Data for this exercise ▸
━━━━

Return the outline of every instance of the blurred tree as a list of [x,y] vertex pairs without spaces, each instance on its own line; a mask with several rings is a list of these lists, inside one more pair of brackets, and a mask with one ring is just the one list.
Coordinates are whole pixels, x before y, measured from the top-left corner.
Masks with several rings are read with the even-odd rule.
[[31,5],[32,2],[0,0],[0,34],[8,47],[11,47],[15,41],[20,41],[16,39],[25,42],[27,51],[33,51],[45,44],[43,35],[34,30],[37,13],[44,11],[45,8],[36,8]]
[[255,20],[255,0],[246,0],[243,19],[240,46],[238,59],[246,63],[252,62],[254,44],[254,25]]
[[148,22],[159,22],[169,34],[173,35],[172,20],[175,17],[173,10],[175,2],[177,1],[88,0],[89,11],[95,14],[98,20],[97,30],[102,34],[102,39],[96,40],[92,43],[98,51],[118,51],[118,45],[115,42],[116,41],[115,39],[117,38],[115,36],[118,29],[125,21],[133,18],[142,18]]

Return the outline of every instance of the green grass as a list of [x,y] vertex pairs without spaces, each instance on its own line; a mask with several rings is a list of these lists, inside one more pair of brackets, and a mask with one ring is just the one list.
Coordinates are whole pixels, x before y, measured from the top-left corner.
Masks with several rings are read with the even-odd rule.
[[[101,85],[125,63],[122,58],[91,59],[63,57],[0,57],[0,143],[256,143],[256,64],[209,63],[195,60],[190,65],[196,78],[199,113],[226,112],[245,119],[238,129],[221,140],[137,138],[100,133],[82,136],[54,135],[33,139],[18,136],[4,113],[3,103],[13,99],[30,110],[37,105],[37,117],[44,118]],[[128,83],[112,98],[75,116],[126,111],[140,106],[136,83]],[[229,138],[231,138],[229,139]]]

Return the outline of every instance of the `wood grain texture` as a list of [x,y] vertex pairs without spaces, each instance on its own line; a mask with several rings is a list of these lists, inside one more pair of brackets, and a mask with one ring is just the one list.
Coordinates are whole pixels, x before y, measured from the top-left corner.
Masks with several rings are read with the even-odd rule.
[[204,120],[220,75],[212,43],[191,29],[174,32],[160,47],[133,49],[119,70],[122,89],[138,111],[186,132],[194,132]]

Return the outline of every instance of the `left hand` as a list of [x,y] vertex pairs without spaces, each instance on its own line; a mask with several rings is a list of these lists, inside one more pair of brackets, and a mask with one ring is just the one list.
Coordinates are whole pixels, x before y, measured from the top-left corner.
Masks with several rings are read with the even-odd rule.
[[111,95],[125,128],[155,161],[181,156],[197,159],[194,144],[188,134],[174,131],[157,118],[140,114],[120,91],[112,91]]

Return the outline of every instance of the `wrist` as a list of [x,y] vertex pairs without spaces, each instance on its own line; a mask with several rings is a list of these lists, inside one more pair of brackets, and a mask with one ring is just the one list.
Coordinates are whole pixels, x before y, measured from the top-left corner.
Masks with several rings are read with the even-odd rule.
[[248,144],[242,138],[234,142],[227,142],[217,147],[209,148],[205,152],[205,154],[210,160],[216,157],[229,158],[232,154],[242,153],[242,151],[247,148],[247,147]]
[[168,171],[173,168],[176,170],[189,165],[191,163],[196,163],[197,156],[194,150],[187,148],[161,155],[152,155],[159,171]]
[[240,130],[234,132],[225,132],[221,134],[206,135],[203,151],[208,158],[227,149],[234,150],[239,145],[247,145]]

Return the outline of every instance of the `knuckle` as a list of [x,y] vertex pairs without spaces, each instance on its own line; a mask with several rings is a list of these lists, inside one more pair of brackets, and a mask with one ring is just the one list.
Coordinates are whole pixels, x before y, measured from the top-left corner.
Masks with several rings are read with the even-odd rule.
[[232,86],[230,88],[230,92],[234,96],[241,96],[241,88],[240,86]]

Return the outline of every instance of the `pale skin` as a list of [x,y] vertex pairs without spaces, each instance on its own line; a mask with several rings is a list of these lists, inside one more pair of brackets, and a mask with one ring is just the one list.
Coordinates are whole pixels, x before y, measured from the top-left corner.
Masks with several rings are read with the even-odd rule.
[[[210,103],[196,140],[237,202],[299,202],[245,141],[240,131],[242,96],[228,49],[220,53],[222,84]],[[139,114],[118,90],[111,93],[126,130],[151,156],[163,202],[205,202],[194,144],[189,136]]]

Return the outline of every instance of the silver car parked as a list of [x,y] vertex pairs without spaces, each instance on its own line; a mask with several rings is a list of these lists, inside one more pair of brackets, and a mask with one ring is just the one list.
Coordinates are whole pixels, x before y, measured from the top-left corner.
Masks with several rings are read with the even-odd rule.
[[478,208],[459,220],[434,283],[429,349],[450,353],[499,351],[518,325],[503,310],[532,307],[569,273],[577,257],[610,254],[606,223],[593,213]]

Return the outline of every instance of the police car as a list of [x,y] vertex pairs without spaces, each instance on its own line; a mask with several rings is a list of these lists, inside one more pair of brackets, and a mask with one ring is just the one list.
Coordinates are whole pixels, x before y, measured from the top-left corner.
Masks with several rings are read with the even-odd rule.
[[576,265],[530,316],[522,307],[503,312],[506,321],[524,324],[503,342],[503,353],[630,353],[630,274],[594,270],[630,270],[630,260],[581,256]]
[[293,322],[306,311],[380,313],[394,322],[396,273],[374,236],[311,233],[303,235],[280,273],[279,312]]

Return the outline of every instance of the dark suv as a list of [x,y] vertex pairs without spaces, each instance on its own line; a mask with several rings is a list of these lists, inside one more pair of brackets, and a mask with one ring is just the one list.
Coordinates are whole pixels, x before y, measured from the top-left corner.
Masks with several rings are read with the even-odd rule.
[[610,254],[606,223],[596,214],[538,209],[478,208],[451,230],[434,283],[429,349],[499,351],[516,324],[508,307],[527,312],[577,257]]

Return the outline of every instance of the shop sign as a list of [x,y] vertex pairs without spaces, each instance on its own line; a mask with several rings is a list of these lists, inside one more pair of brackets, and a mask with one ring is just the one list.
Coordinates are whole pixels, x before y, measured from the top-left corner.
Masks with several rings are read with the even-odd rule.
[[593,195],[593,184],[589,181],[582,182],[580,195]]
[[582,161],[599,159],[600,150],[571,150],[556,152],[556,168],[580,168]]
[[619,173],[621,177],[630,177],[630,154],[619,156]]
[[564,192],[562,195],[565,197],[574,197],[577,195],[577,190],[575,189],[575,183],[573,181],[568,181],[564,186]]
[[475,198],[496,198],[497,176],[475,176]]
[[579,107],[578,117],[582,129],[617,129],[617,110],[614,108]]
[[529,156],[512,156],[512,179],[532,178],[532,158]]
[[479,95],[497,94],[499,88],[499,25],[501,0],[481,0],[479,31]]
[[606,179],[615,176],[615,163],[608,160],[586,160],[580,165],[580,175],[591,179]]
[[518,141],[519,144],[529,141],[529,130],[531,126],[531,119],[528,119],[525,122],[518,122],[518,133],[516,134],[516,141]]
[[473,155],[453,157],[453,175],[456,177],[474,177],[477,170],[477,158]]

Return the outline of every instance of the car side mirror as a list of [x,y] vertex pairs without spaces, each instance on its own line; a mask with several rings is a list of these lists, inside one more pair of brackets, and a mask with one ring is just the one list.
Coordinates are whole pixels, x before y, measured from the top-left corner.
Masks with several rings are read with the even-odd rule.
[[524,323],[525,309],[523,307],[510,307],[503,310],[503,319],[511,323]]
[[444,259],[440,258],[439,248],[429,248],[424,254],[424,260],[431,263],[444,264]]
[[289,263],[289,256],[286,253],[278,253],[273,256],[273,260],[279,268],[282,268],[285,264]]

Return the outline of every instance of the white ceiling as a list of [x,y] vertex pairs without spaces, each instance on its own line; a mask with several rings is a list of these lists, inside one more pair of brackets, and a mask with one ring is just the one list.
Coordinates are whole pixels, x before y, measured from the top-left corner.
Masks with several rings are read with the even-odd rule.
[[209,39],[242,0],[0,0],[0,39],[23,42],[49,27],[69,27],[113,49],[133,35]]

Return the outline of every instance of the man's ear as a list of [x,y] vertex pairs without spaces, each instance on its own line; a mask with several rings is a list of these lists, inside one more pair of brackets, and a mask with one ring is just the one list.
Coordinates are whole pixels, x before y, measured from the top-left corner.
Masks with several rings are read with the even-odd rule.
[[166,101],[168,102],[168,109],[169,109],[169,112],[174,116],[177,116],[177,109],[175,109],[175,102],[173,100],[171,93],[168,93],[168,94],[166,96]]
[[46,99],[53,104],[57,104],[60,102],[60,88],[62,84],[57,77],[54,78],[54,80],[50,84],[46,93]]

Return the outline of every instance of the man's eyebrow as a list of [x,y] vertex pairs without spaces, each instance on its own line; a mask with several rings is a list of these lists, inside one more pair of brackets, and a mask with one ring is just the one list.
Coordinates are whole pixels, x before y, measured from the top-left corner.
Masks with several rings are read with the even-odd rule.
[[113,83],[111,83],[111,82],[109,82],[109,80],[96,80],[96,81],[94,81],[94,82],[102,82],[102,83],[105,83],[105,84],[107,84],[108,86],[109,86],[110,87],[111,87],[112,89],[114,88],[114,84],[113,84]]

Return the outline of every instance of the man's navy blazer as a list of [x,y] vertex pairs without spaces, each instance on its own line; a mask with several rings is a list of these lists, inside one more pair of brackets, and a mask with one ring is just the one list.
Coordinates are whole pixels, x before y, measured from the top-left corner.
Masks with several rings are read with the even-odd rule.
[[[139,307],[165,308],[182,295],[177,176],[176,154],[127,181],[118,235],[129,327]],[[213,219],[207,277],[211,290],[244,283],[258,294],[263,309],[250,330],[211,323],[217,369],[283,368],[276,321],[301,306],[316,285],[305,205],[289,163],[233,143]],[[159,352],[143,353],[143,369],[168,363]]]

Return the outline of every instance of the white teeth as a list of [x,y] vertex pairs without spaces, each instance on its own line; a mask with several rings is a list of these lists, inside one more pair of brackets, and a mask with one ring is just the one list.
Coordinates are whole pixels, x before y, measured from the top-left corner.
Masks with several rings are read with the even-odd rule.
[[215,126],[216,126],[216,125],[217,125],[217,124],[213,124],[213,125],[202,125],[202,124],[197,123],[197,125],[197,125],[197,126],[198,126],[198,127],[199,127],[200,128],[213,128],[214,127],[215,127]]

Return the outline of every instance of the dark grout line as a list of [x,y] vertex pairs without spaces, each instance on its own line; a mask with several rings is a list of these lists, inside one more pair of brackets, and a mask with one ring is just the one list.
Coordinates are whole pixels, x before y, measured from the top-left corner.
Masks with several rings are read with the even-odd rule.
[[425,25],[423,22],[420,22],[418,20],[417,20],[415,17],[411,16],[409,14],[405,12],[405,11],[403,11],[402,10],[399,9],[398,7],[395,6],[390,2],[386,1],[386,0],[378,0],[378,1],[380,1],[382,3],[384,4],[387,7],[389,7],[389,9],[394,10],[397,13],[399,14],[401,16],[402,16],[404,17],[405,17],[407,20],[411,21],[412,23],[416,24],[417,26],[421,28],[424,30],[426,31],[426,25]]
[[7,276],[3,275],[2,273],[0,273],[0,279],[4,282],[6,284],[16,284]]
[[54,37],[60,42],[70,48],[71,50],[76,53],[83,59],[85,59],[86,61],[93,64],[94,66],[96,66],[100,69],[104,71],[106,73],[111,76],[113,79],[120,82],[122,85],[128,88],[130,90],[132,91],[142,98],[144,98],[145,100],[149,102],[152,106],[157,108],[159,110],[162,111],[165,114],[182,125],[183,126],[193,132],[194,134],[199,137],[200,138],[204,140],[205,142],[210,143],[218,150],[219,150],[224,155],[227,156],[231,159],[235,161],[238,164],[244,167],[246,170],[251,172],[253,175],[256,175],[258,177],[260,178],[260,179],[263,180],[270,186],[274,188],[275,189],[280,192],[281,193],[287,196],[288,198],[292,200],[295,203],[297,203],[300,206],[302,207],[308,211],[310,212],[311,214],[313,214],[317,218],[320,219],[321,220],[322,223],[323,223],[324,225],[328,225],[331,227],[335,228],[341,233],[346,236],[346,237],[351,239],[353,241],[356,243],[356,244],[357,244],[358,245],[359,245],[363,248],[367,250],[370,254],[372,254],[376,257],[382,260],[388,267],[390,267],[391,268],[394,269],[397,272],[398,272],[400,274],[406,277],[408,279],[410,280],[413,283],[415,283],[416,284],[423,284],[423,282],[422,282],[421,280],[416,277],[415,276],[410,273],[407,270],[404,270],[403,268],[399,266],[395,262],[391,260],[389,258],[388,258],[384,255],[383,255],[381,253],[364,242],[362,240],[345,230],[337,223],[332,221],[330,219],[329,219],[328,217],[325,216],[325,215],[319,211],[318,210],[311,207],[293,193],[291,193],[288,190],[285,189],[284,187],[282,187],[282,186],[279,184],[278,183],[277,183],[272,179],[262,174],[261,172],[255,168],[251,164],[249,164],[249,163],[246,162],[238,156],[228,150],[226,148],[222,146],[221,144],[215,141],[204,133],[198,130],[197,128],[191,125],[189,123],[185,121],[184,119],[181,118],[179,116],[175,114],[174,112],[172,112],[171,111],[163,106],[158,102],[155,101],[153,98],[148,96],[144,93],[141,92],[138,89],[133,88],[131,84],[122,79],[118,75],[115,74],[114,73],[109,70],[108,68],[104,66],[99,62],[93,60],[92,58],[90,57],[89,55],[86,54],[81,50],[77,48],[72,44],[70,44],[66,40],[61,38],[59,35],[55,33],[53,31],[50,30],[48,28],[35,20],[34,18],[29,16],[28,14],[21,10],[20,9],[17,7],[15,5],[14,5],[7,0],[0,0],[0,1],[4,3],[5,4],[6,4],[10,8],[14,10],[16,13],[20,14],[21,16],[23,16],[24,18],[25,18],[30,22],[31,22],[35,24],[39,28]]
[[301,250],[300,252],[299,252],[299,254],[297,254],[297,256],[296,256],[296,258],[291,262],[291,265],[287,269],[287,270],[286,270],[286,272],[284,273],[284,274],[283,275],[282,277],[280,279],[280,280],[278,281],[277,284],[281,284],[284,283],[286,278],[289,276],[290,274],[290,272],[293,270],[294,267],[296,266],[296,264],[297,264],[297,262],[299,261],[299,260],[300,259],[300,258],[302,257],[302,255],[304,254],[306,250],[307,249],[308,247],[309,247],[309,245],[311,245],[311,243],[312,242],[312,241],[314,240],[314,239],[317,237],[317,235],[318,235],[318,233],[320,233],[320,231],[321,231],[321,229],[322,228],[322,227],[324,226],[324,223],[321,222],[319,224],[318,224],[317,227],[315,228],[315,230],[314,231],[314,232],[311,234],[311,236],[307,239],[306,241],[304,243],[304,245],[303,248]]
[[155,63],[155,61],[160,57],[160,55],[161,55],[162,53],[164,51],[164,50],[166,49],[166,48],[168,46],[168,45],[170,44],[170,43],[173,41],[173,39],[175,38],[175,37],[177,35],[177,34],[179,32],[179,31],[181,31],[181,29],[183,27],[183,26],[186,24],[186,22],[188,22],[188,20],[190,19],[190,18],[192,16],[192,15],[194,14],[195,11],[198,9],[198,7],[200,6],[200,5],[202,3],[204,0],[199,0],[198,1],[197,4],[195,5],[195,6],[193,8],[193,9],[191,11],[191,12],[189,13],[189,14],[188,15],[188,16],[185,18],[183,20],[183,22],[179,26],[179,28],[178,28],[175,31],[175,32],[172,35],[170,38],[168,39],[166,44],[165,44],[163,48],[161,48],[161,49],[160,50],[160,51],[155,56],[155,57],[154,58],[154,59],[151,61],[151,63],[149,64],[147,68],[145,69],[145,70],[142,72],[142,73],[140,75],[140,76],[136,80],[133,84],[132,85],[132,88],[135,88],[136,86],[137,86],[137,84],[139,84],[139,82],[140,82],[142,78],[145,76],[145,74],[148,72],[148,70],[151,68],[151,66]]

━━━━

Given problem ▸
Locate every line of the listing above that contains the string "white", and copy each of those lines in full. Matching is case-sensitive.

Exercise response ▸
Return the outline of every instance of the white ceiling as a list of [x,y] vertex pairs without spaces, each instance on its own line; a mask with several rings is a list of these lists, inside one more pair of brackets, and a mask with one ring is just the one list.
Return the outline of every instance of the white teeth as a list of [x,y] vertex pairs without spaces, each instance on its own line; a mask with several rings is a list of these lists, inside one more pair of brackets, and a mask with one ring is just the one list.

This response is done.